What is expected:
Here are some records; return them all exactly.

Rows:

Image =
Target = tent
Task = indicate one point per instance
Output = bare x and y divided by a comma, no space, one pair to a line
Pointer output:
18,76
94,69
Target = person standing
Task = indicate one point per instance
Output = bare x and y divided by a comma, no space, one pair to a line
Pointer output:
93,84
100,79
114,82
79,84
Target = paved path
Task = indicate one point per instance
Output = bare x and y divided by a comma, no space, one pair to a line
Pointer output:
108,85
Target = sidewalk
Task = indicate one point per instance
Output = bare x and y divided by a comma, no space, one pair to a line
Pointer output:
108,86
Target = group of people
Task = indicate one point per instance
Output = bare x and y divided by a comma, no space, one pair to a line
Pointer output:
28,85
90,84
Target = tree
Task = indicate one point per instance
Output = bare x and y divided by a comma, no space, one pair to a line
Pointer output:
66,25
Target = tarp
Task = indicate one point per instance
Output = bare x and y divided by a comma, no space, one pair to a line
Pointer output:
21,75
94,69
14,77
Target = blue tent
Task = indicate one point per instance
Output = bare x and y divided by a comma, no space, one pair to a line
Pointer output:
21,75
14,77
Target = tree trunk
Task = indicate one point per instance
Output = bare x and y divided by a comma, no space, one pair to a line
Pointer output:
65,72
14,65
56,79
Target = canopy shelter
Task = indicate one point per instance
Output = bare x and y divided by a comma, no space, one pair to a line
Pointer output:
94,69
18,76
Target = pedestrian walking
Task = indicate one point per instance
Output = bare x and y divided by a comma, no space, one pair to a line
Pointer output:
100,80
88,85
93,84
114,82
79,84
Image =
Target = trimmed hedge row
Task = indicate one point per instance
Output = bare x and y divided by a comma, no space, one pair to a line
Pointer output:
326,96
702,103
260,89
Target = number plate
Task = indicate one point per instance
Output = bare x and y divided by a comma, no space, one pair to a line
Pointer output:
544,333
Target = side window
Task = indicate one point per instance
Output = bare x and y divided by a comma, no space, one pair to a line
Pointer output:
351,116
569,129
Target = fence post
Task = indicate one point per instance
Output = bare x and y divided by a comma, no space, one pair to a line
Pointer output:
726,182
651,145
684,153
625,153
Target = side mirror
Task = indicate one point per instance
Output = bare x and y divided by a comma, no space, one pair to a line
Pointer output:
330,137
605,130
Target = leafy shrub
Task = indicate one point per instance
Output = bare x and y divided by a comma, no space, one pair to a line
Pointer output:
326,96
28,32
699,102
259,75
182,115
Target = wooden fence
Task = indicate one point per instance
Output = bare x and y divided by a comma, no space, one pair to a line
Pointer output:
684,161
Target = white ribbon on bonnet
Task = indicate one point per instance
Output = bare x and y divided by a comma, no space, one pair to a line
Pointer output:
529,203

Response below:
Image =
Target = tent
Task = indicate one point per instance
Output = bare x and y divided by a comma, no space, one pair to a line
Pointer output:
18,76
94,69
Target = person standing
Task = indicate one point per instance
Output = bare x and y divided by a comma, no space, one pair to a line
Pointer output:
93,84
100,79
114,82
79,84
Target = paved path
Task = indicate one point per instance
Output = bare x and y divided by a comma, no space, one pair to a line
Pointer output:
108,85
Target = sidewalk
Task = indicate one point per instance
Output = bare x and y divided by a comma, no space, one pair to a line
Pointer output:
108,86
Target = group of people
Task = indicate one point per instance
Output = bare x and y divided by a comma, no space, one pair to a line
Pointer output:
28,85
90,84
Target = tree
Task = indicate one point per instance
Output = bare x and y divided by a comma, no space, one pair to a line
Pointer output:
66,25
Target = tarp
Task = indicate one point per instance
Output = bare x and y divided by a comma, no space, one pair to a line
Pointer output:
21,75
94,69
14,77
Target = blue tent
Task = indicate one point per instance
Output = bare x and y divided by a comma, no space, one pair to a line
Pointer output:
21,75
14,77
Target = tree trunk
Task = indicate one point per instance
Output = bare x and y divided by a comma, no space, one pair to a line
Pointer output:
65,72
14,65
56,79
Target = canopy shelter
Task = indicate one point per instance
Output = bare x and y divided by a comma, no space, one pair to a line
Pointer output:
94,69
18,76
Target = pedestrian walking
Task = indicate one point per instance
Output = bare x and y divided by a comma, no space, one pair to a line
Pointer output:
100,80
88,85
93,84
114,82
79,84
Image =
Target = trimmed hedge row
Task = indicate one point per instance
Output = bare x and y divided by a comma, no space, one pair to a line
Pointer output:
326,96
702,103
260,89
Target = number plate
Task = indicate one point per instance
Output = bare x and y divided by a comma, no space, one pair to a line
Pointer output:
544,333
Target = side window
Task = indicate one point per instance
Output = bare x and y divided by a comma, no space, one pair to a line
Pointer output:
351,116
569,129
Target = fence post
Task = indicate one point per instance
Output = bare x and y divided by a comma, no space, one pair to a line
Pointer output:
726,182
651,145
684,153
625,153
Target = side mirror
Task = indicate one point per instance
Output = bare x and y divided by a comma, no space, one pair to a line
Pointer output:
330,137
605,130
Target = leafy shrub
Task = indicate one point per instance
Output = bare x and y divided by a comma, no space, one pair to a line
Pointer output:
326,96
28,32
699,102
259,75
182,115
Target = wooden fence
Task = indicate one point per instance
Output = bare x and y divided by a comma, no space, one pair to a line
Pointer output:
684,161
Target = white ribbon on bonnet
Task = indicate one point per instance
Output = bare x and y divided by a comma, no space, one pair to a line
Pointer output:
529,203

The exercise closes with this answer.